═════ RECORDS FOR THIS EXERCISE ═════
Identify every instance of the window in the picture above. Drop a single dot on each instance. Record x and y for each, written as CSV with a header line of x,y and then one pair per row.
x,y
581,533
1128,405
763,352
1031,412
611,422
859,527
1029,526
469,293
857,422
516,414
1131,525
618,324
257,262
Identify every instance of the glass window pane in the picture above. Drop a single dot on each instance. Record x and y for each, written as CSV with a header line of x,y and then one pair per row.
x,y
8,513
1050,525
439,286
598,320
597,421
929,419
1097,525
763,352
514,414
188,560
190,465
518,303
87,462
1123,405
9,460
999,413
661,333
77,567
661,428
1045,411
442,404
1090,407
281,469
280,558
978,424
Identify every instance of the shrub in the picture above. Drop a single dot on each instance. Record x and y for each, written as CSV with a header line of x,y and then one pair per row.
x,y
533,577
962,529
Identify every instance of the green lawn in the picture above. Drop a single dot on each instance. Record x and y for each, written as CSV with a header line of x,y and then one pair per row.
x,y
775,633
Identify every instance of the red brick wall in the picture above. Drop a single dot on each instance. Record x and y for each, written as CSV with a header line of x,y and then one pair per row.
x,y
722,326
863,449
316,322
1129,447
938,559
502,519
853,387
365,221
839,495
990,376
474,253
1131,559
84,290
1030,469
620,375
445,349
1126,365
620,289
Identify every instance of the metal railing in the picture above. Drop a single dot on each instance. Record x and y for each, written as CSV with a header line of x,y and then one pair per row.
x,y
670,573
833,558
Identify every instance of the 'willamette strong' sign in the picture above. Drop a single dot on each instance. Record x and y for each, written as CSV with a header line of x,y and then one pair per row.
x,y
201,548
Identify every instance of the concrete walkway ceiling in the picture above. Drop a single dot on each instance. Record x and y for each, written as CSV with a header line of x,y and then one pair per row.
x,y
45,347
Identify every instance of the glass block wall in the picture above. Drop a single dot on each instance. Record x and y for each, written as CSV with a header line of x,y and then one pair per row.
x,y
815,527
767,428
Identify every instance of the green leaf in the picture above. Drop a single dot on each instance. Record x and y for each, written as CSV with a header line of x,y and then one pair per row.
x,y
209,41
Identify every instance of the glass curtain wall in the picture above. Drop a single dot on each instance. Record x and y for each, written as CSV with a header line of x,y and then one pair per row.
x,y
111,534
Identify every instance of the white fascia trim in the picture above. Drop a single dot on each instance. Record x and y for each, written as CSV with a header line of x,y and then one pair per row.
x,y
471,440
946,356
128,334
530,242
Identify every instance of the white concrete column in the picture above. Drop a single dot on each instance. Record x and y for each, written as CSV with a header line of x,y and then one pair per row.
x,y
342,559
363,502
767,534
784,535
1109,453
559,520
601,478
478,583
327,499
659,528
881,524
═════
TASK GOAL:
Copy the material above back out, exactly as written.

REPLY:
Identify every instance of the window in the picture above. Drop a single dot on each instance. Record x and y for each, written as CSV with a header line of x,y and then one pair per row.
x,y
581,533
1128,405
763,352
1031,412
611,422
859,527
1029,526
469,293
857,422
516,414
1131,525
618,324
257,262
Identify every instance of the glass window pane in the picture above. Drop a single dot on each instance. Record x and y for each, written as CSV with a header line of x,y and then one pair per row.
x,y
8,513
1050,525
439,286
598,320
597,421
929,419
1097,525
763,352
514,414
188,560
190,465
518,303
87,462
1123,405
9,460
999,413
661,333
77,567
661,428
1045,411
442,404
1090,407
281,469
280,558
978,424
Identify every instance of the shrub in the picture above. Drop a single dot on each instance. Record x and y for each, written as CSV with a header line of x,y and then one pair per row.
x,y
533,577
962,529
Identify every instance of the green lawn in the picture above. Drop a single dot on each instance. Record x and y for each, written as CSV with a header line of x,y and then one pair per row.
x,y
775,633
Identify every instance of the red brick wall in the picture above. Drop a single dot on each instance. Record x and y for each, written as CSV with a header line of x,y and then one pair per row.
x,y
722,326
863,449
316,322
1129,447
938,559
502,519
853,387
365,221
839,495
990,376
474,253
1131,559
84,290
1030,469
620,375
445,349
1126,365
620,289
Identify every instance of the metal railing in the picture above. Drop a single dot on each instance. Record x and y for each, written as CSV with a header line of x,y and then one pair per row.
x,y
670,573
833,558
Identify every instance of the 'willamette strong' sign in the picture above. Drop a single dot on each instance. Record x and y for each, written as CSV with a header line of x,y and then one pair per row.
x,y
201,548
Identify every instance of the concrete walkway ceiling in the picture above. Drop a single dot on each instance. Record x and y for each, written as CSV with a header line of x,y and then one pair per row.
x,y
45,347
Identify every instance of the glass block wall in the picture above. Drop a single dot on each instance. Record x and y for each, written as CSV with a header line of x,y and then one pair per row.
x,y
815,527
767,428
Identify every instance of the green leaf in the picture above. Drop a single dot on each instance. Record x and y for each, written as CSV with a header line of x,y and then one pair per row.
x,y
209,41
Identify every instance of the glass curtain wall in the picture above. Drop a single dot on each instance. Record x and y for each, written as CSV with a header line of x,y and then one pair per row.
x,y
111,534
Identify every instance of the white fascia trim in the picture above. Drop a single dot on each instance. Record x and y for each, written as CSV with a header line of x,y and then one pair per row.
x,y
471,440
946,356
128,334
530,242
Identify every instance of the white concrete column in the picture above. Drop a single dot on each instance. Record x and y for each, written as CSV with a header line of x,y and then one pair per row.
x,y
342,559
363,502
767,534
784,535
1109,453
559,520
601,478
478,583
327,499
659,528
881,524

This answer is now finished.